Task data below:
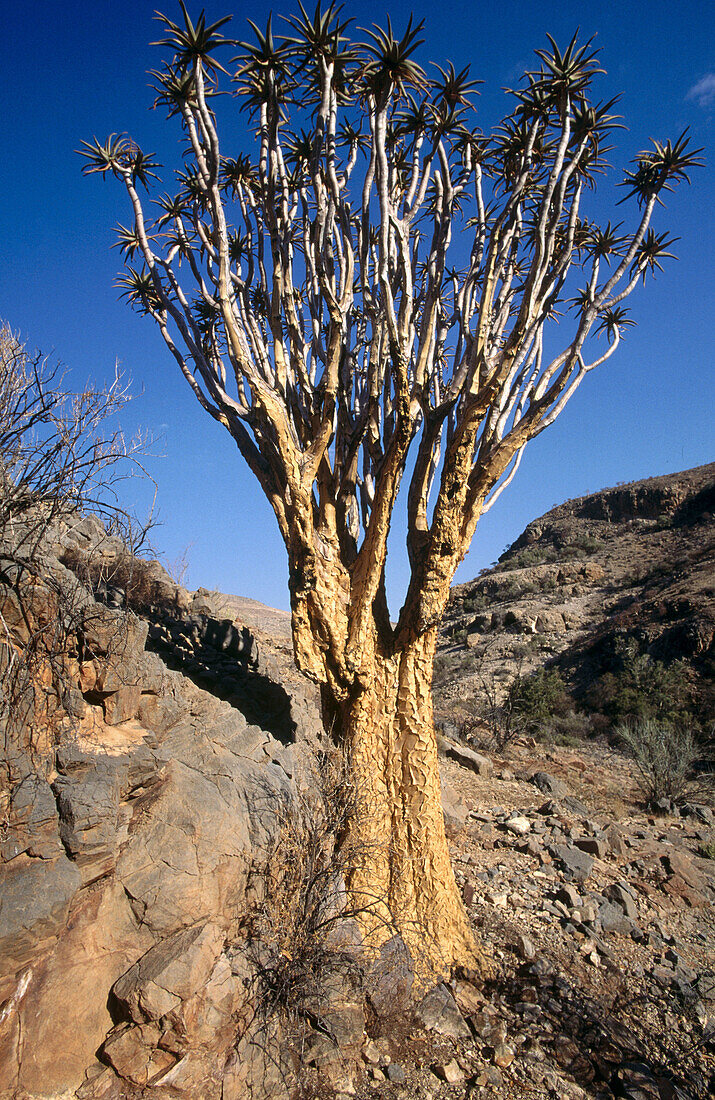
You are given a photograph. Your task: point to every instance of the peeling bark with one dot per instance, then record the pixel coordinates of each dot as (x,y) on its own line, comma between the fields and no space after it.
(402,878)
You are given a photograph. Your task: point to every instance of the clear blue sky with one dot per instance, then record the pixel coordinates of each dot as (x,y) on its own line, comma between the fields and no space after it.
(75,69)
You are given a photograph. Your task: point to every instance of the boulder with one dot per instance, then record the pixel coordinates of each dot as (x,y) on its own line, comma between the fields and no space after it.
(169,972)
(468,758)
(438,1012)
(576,865)
(549,784)
(35,895)
(64,1015)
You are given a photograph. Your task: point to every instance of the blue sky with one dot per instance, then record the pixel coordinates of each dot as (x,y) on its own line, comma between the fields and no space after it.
(72,70)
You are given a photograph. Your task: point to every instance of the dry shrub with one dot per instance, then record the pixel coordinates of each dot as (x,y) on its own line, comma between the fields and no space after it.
(304,931)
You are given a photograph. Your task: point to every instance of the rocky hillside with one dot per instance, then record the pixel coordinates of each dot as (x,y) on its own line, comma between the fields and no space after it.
(627,570)
(172,921)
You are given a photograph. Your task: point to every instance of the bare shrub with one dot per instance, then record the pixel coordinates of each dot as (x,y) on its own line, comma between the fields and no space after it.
(56,455)
(58,458)
(303,928)
(663,755)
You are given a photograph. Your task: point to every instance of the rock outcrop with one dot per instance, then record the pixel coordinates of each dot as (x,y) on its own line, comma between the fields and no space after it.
(630,565)
(136,806)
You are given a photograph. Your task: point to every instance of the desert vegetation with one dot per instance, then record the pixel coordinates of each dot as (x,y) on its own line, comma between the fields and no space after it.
(314,321)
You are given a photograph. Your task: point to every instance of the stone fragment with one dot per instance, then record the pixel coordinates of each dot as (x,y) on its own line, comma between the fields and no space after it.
(623,898)
(519,825)
(613,919)
(526,948)
(169,972)
(88,804)
(615,839)
(454,809)
(504,1055)
(468,758)
(578,865)
(593,845)
(549,784)
(372,1053)
(34,903)
(438,1012)
(678,864)
(31,824)
(388,982)
(122,705)
(450,1071)
(569,895)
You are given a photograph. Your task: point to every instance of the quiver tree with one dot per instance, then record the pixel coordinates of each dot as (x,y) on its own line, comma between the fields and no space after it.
(365,292)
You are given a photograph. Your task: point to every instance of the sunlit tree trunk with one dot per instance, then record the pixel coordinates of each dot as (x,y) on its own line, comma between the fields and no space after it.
(309,295)
(405,878)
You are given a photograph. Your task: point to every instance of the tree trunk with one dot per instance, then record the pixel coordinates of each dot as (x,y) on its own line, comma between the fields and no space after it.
(402,877)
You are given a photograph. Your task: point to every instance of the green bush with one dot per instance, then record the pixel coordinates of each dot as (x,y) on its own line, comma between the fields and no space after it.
(641,689)
(538,699)
(663,755)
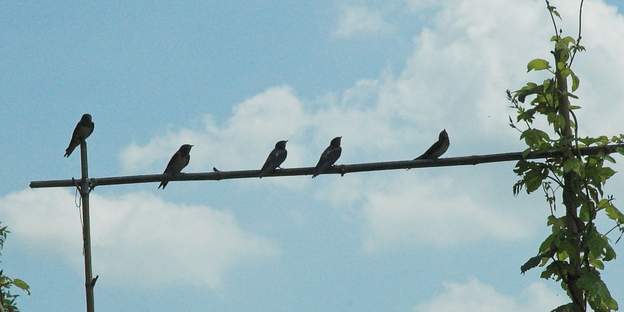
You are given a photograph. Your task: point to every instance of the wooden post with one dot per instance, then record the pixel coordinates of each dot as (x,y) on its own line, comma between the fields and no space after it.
(85,189)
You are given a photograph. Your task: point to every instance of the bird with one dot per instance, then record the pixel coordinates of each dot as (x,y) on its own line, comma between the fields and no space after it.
(178,161)
(329,157)
(438,148)
(82,131)
(275,158)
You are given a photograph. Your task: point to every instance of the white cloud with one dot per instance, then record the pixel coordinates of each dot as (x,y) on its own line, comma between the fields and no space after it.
(136,237)
(455,79)
(474,295)
(246,138)
(420,210)
(360,21)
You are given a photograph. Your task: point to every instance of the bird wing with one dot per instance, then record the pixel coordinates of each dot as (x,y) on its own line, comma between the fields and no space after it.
(328,158)
(172,164)
(427,154)
(269,163)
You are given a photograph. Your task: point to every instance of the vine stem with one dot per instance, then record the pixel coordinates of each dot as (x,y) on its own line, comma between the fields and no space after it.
(578,39)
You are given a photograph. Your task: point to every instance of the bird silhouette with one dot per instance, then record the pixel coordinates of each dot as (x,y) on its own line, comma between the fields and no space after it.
(329,157)
(438,148)
(275,158)
(82,131)
(178,161)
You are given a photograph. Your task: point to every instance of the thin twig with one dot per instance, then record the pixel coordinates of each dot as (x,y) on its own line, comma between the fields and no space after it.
(552,17)
(578,39)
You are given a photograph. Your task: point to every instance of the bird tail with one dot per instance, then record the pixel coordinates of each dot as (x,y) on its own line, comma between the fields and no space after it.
(315,172)
(69,149)
(163,184)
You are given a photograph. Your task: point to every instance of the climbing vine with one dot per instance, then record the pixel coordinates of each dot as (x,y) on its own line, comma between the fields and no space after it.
(576,250)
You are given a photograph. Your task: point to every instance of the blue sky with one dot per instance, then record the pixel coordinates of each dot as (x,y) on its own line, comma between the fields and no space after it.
(233,78)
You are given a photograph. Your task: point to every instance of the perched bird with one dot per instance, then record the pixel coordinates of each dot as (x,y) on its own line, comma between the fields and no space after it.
(438,148)
(275,158)
(83,129)
(178,161)
(329,157)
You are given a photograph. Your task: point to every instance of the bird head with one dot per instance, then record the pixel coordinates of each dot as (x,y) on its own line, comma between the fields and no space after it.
(281,144)
(335,142)
(443,135)
(185,149)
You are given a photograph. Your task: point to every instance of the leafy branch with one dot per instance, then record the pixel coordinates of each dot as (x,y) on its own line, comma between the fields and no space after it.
(576,251)
(8,299)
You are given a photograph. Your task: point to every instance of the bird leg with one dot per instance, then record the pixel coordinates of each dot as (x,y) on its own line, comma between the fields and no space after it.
(218,172)
(77,185)
(342,169)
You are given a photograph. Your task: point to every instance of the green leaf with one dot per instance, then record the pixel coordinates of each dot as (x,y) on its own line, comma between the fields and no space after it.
(22,285)
(572,164)
(606,173)
(537,64)
(615,214)
(570,307)
(575,81)
(584,213)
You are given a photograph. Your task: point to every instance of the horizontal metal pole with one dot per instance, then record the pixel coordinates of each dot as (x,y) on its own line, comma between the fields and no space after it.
(338,169)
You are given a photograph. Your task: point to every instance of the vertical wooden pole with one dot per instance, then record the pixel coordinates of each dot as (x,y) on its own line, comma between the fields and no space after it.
(86,227)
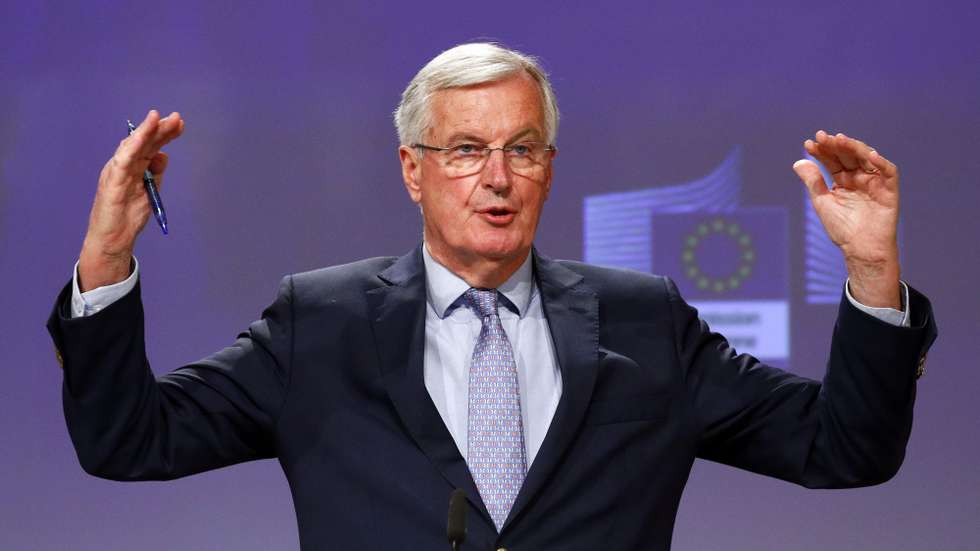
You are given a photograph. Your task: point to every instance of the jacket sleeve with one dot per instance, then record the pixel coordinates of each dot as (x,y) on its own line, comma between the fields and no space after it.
(848,430)
(127,424)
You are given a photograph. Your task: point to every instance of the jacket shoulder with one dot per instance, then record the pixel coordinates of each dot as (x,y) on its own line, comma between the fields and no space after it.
(617,284)
(343,280)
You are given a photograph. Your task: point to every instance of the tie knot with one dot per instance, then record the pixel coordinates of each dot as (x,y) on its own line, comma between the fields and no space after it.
(482,301)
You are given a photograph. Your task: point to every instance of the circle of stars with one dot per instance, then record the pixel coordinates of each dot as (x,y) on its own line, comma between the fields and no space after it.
(746,256)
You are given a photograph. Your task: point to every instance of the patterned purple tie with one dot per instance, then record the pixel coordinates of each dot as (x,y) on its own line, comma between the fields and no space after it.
(495,432)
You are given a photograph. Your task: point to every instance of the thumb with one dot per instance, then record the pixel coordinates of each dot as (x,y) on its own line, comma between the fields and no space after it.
(812,178)
(158,164)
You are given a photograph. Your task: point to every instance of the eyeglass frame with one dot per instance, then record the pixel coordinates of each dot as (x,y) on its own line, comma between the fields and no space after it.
(487,149)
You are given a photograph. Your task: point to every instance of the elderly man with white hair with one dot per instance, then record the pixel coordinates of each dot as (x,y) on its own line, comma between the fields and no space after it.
(567,402)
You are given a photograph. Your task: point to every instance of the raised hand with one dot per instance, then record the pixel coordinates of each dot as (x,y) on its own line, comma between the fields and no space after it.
(121,207)
(859,211)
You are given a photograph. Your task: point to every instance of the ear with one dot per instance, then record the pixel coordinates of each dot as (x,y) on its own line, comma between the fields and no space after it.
(547,181)
(411,171)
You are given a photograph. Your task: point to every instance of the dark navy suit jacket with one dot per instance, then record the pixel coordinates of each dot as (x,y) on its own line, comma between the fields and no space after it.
(329,381)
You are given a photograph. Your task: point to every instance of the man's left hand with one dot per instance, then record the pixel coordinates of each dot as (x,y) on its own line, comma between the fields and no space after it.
(859,212)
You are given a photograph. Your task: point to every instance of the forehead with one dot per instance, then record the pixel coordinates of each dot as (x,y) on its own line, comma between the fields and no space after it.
(490,111)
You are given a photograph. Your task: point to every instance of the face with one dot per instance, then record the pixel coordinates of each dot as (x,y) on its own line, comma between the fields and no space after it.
(491,215)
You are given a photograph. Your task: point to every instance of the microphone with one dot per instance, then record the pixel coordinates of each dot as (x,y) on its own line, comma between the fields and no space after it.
(456,525)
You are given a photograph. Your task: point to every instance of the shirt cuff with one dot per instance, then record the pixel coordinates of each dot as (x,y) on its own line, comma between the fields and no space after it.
(90,302)
(888,315)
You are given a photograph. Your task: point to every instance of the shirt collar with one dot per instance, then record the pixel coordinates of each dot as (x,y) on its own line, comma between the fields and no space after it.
(443,287)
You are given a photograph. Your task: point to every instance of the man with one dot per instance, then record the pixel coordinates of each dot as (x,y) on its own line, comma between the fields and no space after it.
(567,401)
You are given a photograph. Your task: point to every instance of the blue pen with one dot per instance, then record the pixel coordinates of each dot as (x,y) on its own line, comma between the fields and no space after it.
(152,193)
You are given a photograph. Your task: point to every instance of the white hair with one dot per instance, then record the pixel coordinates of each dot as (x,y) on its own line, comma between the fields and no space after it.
(468,65)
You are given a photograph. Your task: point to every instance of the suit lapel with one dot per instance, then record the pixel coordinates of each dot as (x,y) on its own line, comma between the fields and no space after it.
(398,319)
(572,310)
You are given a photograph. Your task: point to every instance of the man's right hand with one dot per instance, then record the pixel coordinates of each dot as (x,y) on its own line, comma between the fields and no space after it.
(121,207)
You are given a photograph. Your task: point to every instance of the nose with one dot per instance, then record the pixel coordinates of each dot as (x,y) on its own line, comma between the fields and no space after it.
(496,174)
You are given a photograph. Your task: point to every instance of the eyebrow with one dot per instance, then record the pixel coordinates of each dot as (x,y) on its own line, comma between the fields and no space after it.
(468,137)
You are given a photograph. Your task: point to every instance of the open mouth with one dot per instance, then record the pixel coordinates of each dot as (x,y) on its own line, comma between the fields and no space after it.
(497,216)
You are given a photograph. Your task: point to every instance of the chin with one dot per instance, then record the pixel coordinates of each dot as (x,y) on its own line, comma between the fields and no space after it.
(499,249)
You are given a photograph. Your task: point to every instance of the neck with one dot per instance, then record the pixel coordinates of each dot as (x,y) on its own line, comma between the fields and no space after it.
(479,272)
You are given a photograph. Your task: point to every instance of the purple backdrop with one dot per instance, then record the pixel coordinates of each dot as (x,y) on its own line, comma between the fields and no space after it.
(288,163)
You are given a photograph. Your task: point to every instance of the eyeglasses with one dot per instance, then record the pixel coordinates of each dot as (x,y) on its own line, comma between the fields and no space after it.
(466,159)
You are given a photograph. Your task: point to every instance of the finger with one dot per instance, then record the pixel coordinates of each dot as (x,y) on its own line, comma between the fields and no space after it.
(844,152)
(860,151)
(809,173)
(131,147)
(887,168)
(169,128)
(158,165)
(829,161)
(832,150)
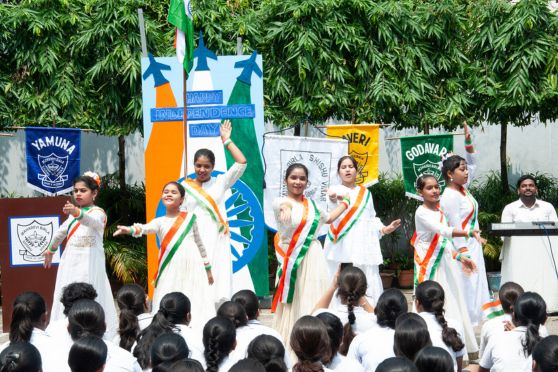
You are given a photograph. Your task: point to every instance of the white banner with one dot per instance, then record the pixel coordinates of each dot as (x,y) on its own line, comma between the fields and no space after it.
(319,155)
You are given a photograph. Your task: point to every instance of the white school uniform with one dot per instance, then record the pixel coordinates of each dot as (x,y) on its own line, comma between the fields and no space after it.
(344,364)
(435,330)
(372,347)
(194,341)
(504,353)
(495,326)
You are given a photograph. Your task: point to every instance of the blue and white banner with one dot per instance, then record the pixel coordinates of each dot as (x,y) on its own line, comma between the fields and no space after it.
(52,159)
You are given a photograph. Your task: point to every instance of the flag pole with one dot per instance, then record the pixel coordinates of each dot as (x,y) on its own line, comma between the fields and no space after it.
(185,121)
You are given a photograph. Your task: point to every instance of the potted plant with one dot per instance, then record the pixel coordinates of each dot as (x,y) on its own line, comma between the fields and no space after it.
(405,276)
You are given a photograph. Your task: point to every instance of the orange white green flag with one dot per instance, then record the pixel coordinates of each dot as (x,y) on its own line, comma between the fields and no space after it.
(180,16)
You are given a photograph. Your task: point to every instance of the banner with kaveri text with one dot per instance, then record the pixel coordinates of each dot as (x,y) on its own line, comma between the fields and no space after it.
(422,155)
(363,147)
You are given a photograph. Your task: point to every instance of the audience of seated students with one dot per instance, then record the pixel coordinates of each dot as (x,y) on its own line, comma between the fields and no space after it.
End of Task data.
### [Task item]
The answer must be an exact copy of the lines from the one containing "of the potted" through the last line of the records, both included.

### [Task answer]
You are given a photograph. Your task: point to every instance of the potted plant with one dot per instance, then record the pixel coordinates of each dot as (x,y) on its own line, comma between the fields and no space after it.
(405,276)
You are given a photograph. Your task: point to every instance of the orange white green flag with one dot per instance, then record the pixel coordinates of each dot as (x,y) on its own line, comma between the fields and no space after it.
(180,16)
You are given a photograph. Your task: point to every instance of the banner with kaveri text with one dot per instance, then record the pixel coordinates of each dot as (x,y) on its own line, comma between the fields and no space after it.
(422,155)
(363,147)
You are given a photograph. Your task: point to every instance of the audience of seated students with one dot per instance, then record the pixel coordinates of each dot as (x,y) on its own line, comma between the fields and no space after it.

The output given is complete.